DATA TO USE START

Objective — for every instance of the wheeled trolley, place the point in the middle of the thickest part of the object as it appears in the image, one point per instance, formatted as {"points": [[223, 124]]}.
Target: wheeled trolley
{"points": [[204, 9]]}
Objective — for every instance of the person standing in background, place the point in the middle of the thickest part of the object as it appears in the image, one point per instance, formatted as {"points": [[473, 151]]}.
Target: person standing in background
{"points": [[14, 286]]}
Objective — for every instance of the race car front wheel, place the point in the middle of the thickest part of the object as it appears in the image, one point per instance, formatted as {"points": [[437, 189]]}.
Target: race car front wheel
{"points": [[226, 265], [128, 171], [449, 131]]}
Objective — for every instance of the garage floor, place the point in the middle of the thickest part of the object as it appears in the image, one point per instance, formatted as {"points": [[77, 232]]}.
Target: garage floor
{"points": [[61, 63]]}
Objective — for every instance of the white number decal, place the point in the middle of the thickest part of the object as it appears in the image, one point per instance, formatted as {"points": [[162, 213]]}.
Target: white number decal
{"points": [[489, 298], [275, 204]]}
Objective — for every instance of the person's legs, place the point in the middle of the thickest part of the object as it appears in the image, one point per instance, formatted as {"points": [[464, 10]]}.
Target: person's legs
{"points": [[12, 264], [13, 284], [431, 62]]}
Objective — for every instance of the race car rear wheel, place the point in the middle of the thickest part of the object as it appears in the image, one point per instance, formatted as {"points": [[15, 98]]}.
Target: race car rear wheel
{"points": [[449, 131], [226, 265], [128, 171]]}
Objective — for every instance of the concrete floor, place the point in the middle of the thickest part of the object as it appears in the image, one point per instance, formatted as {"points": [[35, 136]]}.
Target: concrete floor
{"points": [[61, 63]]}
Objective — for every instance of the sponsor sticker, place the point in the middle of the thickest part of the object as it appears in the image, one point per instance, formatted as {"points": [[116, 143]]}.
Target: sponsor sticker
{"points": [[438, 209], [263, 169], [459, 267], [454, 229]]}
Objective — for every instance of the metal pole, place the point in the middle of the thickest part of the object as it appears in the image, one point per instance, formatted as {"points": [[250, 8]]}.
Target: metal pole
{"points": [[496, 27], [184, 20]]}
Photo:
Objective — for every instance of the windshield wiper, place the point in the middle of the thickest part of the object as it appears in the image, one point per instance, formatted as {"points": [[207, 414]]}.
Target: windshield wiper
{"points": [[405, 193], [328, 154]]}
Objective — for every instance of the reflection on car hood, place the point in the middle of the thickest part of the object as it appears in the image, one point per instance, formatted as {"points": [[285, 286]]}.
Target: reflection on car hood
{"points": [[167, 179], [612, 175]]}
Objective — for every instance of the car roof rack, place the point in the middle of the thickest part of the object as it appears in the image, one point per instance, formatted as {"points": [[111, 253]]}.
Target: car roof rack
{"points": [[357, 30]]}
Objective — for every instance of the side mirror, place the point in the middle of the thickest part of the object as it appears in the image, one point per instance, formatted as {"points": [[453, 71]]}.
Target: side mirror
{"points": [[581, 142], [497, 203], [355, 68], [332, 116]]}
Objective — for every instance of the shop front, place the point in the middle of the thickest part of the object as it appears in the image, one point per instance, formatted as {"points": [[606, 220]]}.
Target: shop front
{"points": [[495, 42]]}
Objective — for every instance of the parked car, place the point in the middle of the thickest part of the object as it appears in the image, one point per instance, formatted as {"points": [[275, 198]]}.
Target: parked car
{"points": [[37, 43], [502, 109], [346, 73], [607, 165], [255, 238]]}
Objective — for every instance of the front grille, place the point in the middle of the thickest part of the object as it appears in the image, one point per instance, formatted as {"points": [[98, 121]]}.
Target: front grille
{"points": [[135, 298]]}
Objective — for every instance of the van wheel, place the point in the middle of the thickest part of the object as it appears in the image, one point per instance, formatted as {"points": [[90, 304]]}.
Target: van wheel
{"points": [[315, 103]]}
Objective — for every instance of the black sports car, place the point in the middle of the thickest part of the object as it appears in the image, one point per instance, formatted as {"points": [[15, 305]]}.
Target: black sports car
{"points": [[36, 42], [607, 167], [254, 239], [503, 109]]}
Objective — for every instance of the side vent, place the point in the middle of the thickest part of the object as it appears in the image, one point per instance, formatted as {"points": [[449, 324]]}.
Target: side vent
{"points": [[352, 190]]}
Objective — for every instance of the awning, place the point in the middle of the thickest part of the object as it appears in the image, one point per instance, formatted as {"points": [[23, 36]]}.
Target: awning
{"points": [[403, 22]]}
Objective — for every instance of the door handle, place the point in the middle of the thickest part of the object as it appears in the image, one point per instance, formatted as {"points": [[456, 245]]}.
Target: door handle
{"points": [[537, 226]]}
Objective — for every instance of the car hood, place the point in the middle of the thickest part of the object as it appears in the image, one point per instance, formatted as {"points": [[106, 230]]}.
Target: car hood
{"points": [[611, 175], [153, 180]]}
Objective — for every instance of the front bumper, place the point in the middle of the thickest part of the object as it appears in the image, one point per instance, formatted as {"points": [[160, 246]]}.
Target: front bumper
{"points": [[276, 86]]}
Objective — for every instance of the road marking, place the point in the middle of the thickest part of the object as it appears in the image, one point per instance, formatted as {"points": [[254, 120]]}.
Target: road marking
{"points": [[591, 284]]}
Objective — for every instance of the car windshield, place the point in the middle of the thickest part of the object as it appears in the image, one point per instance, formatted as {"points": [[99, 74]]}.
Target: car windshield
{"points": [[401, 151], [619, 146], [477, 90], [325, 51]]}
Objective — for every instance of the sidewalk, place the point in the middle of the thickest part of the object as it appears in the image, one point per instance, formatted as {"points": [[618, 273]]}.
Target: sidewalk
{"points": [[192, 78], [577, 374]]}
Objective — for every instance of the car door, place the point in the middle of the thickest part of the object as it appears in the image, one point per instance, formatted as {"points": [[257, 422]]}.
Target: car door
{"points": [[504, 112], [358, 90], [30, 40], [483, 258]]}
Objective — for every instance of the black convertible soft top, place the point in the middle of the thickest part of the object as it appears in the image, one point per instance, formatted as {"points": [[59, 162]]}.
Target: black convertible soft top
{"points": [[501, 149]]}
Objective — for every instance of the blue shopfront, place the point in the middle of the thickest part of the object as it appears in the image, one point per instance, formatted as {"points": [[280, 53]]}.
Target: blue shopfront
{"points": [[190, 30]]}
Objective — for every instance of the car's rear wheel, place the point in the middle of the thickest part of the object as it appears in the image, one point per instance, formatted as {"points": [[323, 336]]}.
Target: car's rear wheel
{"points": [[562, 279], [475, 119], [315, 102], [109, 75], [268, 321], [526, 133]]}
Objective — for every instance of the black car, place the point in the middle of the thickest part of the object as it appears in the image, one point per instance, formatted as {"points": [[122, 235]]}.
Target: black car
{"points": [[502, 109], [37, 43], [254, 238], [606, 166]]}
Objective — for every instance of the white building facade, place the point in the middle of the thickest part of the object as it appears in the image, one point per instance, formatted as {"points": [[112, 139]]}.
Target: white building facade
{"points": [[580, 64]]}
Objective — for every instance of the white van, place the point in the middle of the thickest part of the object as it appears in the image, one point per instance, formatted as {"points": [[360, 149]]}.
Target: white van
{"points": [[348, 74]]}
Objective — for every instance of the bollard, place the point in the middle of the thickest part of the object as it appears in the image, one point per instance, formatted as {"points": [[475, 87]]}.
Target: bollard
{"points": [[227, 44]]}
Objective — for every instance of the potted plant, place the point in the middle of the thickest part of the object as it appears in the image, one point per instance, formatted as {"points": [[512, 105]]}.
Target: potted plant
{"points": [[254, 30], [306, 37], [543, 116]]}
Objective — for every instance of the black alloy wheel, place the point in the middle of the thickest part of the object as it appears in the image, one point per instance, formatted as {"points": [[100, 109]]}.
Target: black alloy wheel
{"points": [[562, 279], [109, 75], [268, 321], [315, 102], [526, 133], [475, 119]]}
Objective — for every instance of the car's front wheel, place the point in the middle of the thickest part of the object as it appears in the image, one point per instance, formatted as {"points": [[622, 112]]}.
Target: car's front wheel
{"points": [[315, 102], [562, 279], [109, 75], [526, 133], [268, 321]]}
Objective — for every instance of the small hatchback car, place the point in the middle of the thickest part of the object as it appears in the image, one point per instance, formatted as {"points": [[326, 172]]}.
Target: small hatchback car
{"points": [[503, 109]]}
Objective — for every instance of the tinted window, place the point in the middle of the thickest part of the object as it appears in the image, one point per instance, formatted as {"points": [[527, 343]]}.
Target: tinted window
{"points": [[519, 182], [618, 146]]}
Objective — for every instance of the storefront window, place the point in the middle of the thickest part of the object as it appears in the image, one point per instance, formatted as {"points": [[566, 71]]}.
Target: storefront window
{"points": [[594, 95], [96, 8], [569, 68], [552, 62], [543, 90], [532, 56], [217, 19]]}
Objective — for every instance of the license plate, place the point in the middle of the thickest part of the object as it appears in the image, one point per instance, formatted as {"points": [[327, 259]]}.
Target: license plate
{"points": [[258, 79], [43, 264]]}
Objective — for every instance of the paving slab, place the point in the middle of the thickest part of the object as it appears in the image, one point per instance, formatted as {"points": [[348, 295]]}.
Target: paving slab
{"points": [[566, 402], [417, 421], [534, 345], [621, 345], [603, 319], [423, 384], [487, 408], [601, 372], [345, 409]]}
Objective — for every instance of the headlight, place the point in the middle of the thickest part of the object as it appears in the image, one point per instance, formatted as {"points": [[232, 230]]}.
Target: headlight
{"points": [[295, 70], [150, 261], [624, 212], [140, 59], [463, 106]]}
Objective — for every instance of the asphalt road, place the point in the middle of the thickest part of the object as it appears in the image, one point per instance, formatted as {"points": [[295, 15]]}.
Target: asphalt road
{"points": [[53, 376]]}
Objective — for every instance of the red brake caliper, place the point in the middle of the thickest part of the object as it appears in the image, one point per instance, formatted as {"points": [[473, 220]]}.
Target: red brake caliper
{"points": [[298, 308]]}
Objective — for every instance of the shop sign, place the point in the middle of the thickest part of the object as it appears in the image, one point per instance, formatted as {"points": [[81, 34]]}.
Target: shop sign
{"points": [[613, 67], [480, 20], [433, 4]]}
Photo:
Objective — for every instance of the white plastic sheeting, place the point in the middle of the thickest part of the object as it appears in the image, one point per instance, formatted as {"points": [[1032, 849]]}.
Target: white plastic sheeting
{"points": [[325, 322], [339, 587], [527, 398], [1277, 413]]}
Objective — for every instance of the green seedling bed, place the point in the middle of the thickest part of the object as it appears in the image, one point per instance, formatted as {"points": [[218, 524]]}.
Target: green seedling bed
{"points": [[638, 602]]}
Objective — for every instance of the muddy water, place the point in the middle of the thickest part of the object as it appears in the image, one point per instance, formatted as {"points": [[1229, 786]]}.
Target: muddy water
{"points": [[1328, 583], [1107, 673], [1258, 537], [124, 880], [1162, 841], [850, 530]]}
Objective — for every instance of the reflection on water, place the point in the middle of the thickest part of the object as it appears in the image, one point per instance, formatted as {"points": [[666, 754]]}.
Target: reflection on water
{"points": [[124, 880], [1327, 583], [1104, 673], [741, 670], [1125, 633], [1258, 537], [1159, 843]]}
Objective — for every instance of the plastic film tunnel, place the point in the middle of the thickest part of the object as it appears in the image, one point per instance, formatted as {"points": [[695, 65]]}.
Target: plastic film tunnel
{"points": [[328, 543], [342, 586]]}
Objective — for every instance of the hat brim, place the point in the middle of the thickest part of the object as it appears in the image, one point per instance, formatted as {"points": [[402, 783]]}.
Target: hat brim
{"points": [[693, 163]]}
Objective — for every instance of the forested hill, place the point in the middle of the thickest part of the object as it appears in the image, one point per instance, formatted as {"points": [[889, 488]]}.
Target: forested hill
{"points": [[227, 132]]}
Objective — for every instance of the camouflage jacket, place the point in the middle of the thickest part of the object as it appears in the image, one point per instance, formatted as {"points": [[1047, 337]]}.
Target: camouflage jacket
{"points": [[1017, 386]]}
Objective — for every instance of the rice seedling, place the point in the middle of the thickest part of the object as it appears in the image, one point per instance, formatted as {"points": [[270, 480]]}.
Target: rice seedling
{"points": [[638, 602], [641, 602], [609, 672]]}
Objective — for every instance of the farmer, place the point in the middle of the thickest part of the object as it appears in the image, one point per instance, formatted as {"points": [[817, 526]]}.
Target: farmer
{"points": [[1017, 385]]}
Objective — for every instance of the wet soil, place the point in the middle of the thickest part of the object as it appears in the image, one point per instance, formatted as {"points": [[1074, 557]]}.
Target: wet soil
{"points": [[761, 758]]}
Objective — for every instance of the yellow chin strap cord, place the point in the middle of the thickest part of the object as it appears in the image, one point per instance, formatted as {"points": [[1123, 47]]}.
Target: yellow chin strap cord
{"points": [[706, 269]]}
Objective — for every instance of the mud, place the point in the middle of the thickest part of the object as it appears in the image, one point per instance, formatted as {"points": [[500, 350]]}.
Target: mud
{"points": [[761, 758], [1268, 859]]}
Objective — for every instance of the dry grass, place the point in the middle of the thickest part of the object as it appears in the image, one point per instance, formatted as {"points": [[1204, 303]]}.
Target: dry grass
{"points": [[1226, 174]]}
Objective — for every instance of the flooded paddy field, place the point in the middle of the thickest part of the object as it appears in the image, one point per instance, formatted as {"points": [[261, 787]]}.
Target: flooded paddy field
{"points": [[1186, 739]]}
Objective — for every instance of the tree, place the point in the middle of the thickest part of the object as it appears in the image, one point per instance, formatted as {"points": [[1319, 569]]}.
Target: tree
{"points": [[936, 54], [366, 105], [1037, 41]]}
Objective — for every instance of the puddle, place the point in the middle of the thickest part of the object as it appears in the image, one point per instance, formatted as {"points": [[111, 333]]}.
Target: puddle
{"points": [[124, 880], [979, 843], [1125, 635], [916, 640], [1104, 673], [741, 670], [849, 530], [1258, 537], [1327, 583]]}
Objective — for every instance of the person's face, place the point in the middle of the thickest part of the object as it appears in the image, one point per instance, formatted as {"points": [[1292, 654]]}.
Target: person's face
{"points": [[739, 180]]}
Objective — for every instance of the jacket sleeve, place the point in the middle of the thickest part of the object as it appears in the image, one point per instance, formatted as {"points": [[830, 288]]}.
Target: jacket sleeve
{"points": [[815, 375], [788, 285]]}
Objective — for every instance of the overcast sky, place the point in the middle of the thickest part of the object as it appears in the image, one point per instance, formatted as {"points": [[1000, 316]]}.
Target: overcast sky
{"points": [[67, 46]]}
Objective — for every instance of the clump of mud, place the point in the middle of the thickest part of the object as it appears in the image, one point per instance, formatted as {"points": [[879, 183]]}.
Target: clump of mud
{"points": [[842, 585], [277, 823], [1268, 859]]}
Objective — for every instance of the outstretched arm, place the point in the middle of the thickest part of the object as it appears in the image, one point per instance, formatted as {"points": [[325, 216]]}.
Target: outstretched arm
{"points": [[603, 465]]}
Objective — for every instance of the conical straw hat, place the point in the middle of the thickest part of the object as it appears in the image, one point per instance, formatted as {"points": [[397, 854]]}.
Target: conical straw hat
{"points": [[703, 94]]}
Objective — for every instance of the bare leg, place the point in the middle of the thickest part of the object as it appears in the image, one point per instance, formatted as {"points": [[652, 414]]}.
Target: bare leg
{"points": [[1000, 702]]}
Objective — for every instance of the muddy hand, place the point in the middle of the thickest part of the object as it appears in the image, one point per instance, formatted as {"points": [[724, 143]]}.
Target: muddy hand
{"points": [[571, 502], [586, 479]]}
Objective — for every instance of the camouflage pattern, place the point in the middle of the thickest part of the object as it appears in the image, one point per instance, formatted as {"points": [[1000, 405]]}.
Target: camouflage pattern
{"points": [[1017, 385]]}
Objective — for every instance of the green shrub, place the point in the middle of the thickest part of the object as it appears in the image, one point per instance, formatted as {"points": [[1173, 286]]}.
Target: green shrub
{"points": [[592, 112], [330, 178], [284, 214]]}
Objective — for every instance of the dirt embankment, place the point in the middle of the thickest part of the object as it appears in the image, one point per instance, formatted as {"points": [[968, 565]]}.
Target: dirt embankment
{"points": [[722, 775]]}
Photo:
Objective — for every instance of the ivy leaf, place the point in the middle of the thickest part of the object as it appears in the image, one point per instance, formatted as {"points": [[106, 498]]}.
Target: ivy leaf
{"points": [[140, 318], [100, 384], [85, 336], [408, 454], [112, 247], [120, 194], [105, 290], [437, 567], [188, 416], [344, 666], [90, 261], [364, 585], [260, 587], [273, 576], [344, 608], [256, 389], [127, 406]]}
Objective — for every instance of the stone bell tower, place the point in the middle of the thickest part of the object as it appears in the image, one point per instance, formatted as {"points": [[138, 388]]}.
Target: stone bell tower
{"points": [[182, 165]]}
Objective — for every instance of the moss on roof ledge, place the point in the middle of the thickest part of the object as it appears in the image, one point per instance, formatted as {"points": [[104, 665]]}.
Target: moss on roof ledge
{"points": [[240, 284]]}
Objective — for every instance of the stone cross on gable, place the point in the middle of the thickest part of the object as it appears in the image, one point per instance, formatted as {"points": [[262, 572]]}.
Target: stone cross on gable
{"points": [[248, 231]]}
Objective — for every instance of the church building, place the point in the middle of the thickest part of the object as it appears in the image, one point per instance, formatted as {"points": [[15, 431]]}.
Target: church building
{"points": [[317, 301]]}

DATA TO USE END

_TASK TO COMPLETE_
Your task is to retype the entries verbatim, starting with the line that holds "Objective — for every instance of the yellow" and stopping after the line that holds "Objective — for every instance of the puddle, place".

_WRITTEN RESPONSE_
Objective — for every instance of the yellow chin strap cord, place the point in the middle of the thickest part of the object as it appears in the image, one point per instance, formatted as {"points": [[1123, 47]]}.
Target: yellow chin strap cord
{"points": [[706, 269]]}
Objective — for every instance of the mud, place the point in the middle of the thickest part of the object as it appears in the image, one point per instance, formatted as {"points": [[500, 350]]}.
Target: mud
{"points": [[761, 758], [1268, 859]]}
Objective — for every instance of the dry grass, place the point in the middle of the thickest part of the object as it appears in the image, one point per instance, formatted as {"points": [[1204, 303]]}.
Target: dry grass
{"points": [[1226, 174]]}
Objective — for every instance of the flooded paddy field, place the point in the middle of the thickest part of the object as it appears in the image, one point per instance, formatted as {"points": [[261, 787]]}.
Target: flooded paddy field
{"points": [[1186, 739]]}
Objective — for every instance of the tree, place the point in the middle of the thickest part of the object as it appears in the image, one point per instance, formatted as {"points": [[1319, 569]]}.
Target: tree
{"points": [[936, 54], [366, 105], [1037, 41]]}
Objective — for every instance of the puddle, place the point in the middle of the thickest part of the object as it appears in the image, one point per instance, formatted as {"points": [[111, 333]]}.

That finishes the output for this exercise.